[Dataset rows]
● ● ●

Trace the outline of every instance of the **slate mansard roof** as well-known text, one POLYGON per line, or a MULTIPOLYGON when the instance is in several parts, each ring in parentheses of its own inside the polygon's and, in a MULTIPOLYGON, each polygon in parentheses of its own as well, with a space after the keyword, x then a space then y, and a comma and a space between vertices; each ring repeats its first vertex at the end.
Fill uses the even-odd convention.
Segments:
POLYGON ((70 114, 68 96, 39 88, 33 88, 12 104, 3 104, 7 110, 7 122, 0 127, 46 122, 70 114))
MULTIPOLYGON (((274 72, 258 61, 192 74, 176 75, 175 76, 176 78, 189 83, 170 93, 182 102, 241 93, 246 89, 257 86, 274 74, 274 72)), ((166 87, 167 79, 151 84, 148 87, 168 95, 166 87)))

● ● ●

Copy out every line of the material above, character for character, with nothing changed or left out.

** SOLUTION FOR THIS TASK **
Trace the outline of every instance of the **slate mansard roof** as well-known text, one POLYGON per line, or a MULTIPOLYGON when the instance is in several parts, each ring in parentheses of its own inside the polygon's and, in a MULTIPOLYGON, each polygon in parentheses of its own as well, with a space after the keyword, x then a space then y, and a comma and a space between vertices; each ring repeats its first vertex at the end.
Fill uses the even-odd convention.
Segments:
POLYGON ((70 114, 68 96, 39 88, 33 88, 12 104, 3 104, 7 110, 7 122, 0 127, 46 122, 70 114))
MULTIPOLYGON (((274 72, 258 61, 192 74, 176 75, 175 76, 176 78, 189 83, 170 93, 182 102, 241 93, 246 89, 257 86, 274 74, 274 72)), ((166 87, 167 79, 151 84, 148 87, 168 95, 166 87)))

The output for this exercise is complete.